→ **Text shown**:
=== Section Start ===

Bowel cancer screening
Bowel cancer screening is important because it can find bowel cancers when they are small, before they cause symptoms.
The screening can also detect polyps, which are non-cancerous (benign) growths that may develop into cancer over time. Polyps can easily be removed, which reduces the risk of bowel cancer developing.
Bowel cancer screening was introduced in the UK after studies showed that regular screening can reduce the risk of dying from bowel cancer by 16%.
Bowel cancer screening programmes vary in England, Scotland, Wales and Northern Ireland.
In England, everyone aged 60-69 is currently offered screening every two years. From April 2010, the age limit was extended to include men and women up to their 75th birthday, although it will take a few years for this to happen across the whole of England. Anyone older than 75 can have bowel screening every two years by requesting a screening kit using the bowel cancer screening helpline number.
In Scotland, bowel screening is currently offered every two years to people aged 50-74.
In Wales, bowel screening is currently offered every two years to people aged 60-74. The age range is gradually being extended to include men and women from the age of 50. It’s hoped that this will happen across the whole of Wales by 2015.
In Northern Ireland, all men and women aged 60-69 are currently offered bowel screening every two years. The upper age limit is gradually being extended to 71.
These bowel screening programmes aim to find bowel cancer at a very early stage, when it has the best chance of being cured.
Screening isn’t appropriate for you if you:
have had bowel investigations (such as a colonoscopy or barium enema) in the last two years
are being treated for bowel cancer
have had your large bowel removed
are on a bowel polyp surveillance programme
are waiting for bowel investigations that have been arranged by your GP.
The faecal occult blood (FOB) test is the first stage of bowel screening.
The NHS in England is planning to introduce bowel screening using flexible sigmoidoscopy for all men and women when they reach the age of 55.

=== Section End ===

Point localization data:
=== Section Start ===

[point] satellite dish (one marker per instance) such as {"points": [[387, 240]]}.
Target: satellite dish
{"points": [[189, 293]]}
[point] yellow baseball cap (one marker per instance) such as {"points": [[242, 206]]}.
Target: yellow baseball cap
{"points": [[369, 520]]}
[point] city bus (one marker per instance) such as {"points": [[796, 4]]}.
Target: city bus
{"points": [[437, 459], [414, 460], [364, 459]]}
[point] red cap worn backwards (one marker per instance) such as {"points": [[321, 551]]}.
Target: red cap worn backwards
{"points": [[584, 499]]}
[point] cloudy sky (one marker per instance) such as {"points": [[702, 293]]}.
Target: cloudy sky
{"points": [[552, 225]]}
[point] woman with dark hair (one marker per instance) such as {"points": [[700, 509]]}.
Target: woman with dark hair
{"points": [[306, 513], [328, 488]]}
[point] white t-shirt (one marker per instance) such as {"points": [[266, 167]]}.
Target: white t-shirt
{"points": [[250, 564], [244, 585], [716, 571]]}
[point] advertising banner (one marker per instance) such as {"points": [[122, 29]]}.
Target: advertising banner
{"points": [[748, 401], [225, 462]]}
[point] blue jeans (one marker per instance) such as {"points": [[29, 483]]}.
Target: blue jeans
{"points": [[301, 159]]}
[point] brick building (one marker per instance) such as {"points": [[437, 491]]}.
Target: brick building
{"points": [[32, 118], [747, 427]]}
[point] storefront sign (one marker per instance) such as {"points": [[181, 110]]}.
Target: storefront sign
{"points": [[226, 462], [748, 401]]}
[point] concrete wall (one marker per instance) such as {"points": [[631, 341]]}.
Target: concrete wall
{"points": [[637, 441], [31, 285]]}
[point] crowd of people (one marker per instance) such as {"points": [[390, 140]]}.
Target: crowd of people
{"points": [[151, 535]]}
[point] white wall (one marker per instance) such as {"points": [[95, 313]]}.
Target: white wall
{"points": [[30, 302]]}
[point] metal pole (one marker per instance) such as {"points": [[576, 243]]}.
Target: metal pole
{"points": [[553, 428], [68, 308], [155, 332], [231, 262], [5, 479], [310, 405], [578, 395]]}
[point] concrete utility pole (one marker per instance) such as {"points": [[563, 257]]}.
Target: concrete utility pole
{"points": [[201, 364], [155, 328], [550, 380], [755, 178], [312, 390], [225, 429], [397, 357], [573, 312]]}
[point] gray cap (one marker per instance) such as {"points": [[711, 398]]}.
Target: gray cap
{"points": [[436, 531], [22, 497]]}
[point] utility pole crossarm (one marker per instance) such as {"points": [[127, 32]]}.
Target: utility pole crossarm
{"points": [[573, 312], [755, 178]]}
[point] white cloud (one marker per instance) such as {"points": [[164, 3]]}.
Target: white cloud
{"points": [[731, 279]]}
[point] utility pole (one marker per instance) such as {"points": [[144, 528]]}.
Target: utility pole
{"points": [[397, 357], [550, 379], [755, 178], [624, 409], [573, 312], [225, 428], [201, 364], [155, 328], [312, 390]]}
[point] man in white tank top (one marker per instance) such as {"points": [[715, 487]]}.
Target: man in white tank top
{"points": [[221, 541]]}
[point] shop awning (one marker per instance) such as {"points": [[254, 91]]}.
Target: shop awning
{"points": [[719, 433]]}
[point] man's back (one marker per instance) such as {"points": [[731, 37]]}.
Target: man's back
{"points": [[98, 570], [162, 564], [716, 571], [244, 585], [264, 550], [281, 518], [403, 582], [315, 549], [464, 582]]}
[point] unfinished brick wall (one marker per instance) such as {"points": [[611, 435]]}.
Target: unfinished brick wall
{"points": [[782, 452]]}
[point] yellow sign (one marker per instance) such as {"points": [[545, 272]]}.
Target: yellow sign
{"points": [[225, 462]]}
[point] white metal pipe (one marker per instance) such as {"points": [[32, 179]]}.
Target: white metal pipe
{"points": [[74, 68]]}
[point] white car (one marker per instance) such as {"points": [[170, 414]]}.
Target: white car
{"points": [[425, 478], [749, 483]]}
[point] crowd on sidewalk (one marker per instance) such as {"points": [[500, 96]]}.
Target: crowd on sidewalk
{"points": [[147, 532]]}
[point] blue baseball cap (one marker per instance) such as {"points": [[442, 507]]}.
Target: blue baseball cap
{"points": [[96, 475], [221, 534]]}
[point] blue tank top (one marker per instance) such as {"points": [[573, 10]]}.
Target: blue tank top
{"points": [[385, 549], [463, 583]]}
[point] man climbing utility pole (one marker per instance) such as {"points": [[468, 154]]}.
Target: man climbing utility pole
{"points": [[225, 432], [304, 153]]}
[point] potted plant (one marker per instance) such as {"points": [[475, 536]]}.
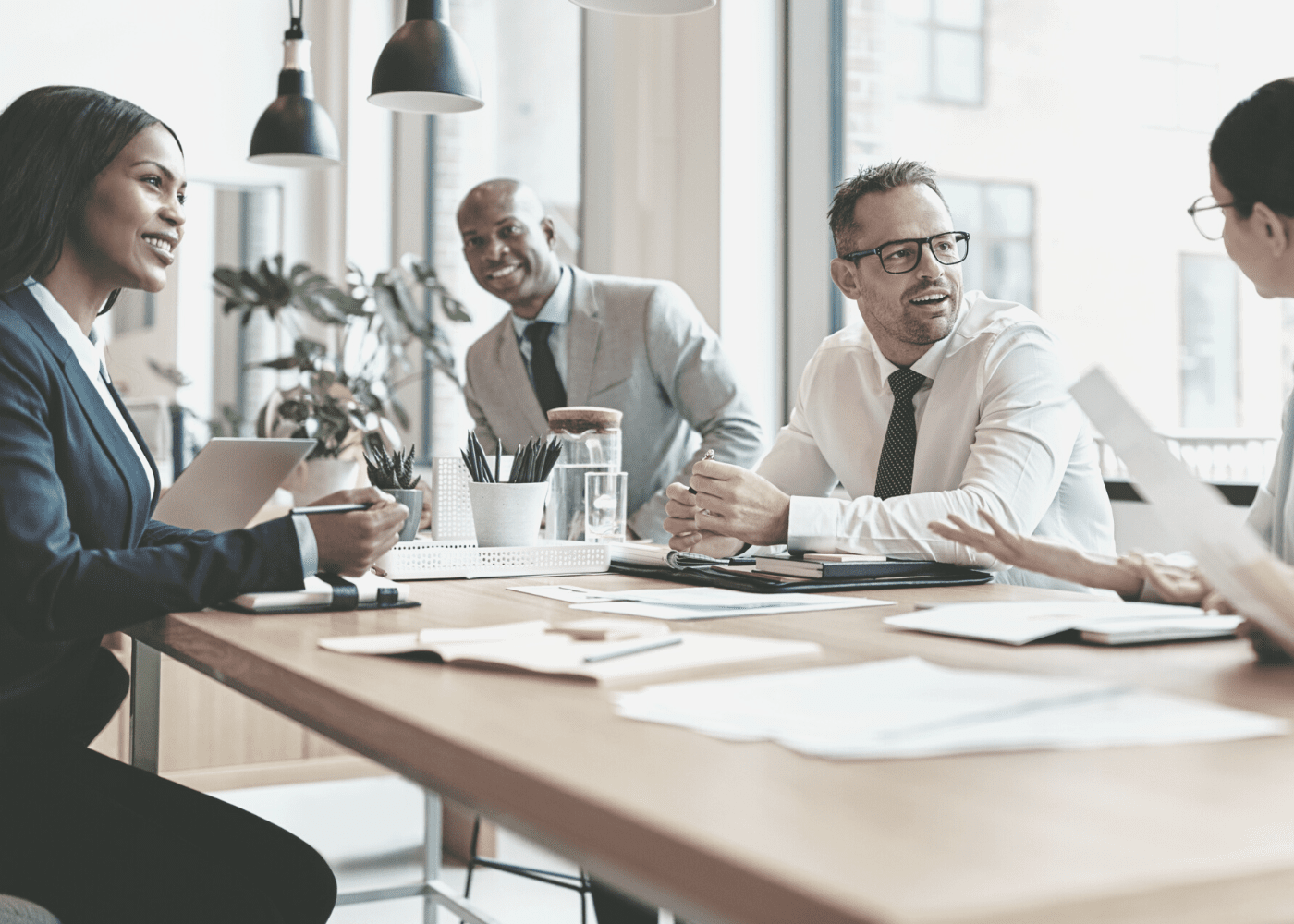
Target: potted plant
{"points": [[348, 393], [394, 474]]}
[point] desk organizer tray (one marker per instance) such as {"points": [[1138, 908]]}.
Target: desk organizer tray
{"points": [[430, 559]]}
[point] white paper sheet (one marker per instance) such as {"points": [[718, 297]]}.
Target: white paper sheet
{"points": [[1228, 553], [909, 708], [532, 647], [695, 603], [1019, 623]]}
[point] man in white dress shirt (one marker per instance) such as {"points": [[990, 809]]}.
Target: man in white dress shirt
{"points": [[987, 426]]}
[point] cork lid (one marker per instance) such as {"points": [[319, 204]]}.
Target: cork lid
{"points": [[582, 419]]}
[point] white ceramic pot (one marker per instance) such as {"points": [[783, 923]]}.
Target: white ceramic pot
{"points": [[313, 479], [507, 514]]}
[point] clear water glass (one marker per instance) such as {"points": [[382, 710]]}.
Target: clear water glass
{"points": [[605, 497]]}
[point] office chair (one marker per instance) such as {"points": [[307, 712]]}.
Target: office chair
{"points": [[19, 911], [578, 882]]}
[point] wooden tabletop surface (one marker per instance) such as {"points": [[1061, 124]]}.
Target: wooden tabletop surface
{"points": [[753, 833]]}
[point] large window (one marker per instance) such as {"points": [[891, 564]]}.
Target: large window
{"points": [[938, 49], [999, 216], [1073, 172], [1210, 378]]}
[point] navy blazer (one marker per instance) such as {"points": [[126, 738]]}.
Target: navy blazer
{"points": [[79, 552]]}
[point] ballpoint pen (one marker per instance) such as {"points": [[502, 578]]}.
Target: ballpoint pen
{"points": [[707, 457], [646, 646]]}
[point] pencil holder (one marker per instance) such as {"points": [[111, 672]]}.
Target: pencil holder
{"points": [[507, 514]]}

=== Section End ===

→ **What you need to do**:
A) In the bowel cancer screening text, copy the passage from "These bowel screening" to "of bowel screening.".
B) According to the bowel cancer screening text, why does removing polyps matter?
C) What does the bowel cancer screening text name as the first stage of bowel screening?

→ **Results in order**:
A)
These bowel screening programmes aim to find bowel cancer at a very early stage, when it has the best chance of being cured.
Screening isn’t appropriate for you if you:
have had bowel investigations (such as a colonoscopy or barium enema) in the last two years
are being treated for bowel cancer
have had your large bowel removed
are on a bowel polyp surveillance programme
are waiting for bowel investigations that have been arranged by your GP.
The faecal occult blood (FOB) test is the first stage of bowel screening.

B) Polyps are non-cancerous growths that may develop into cancer over time. They can easily be removed, and removing them reduces the risk of bowel cancer developing.

C) The faecal occult blood (FOB) test.